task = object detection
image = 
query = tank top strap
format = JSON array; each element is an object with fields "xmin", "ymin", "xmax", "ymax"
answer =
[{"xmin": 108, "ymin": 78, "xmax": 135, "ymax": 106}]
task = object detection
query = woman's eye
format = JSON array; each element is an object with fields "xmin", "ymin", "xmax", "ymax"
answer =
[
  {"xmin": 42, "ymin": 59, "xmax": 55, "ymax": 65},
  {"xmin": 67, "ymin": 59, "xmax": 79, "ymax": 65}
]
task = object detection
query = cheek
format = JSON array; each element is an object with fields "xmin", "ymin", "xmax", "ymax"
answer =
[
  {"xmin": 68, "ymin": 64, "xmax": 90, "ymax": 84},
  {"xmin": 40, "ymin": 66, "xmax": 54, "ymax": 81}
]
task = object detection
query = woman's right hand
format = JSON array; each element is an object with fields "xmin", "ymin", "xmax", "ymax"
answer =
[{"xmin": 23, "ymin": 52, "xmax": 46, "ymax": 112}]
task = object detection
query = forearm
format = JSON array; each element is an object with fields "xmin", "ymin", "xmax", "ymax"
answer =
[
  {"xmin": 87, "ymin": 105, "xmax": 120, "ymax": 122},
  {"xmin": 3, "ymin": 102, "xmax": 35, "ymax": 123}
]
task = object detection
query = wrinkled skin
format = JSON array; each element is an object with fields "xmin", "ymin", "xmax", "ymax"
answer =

TASK GOAL = Extract all of the material exactly as it is written.

SOLUTION =
task = object detection
image = 
query = tank top strap
format = JSON array; each element is an object with fields "xmin", "ymin", "xmax", "ymax"
answer =
[{"xmin": 108, "ymin": 78, "xmax": 135, "ymax": 106}]
task = object detection
query = woman's eye
format = JSON array; each element is an object with fields "xmin", "ymin", "xmax", "ymax"
answer =
[
  {"xmin": 42, "ymin": 59, "xmax": 55, "ymax": 65},
  {"xmin": 67, "ymin": 59, "xmax": 79, "ymax": 65}
]
task = object detection
query = cheek
format = JSON array; each element is an object with fields "xmin", "ymin", "xmax", "ymax"
answer =
[
  {"xmin": 68, "ymin": 64, "xmax": 90, "ymax": 84},
  {"xmin": 40, "ymin": 66, "xmax": 54, "ymax": 81}
]
task = object detection
query = woman's right hand
format = JSON array; each element is an object with fields "xmin", "ymin", "xmax", "ymax"
answer =
[{"xmin": 23, "ymin": 52, "xmax": 46, "ymax": 112}]
task = object detection
query = forearm
format = JSON array; each element is an object with fields "xmin", "ymin", "xmax", "ymax"
answer =
[
  {"xmin": 87, "ymin": 105, "xmax": 120, "ymax": 122},
  {"xmin": 3, "ymin": 102, "xmax": 35, "ymax": 123}
]
task = object detection
query = wrinkled skin
format = JSON array; each element is an object with fields "xmin", "ymin", "xmax", "ymax"
answer =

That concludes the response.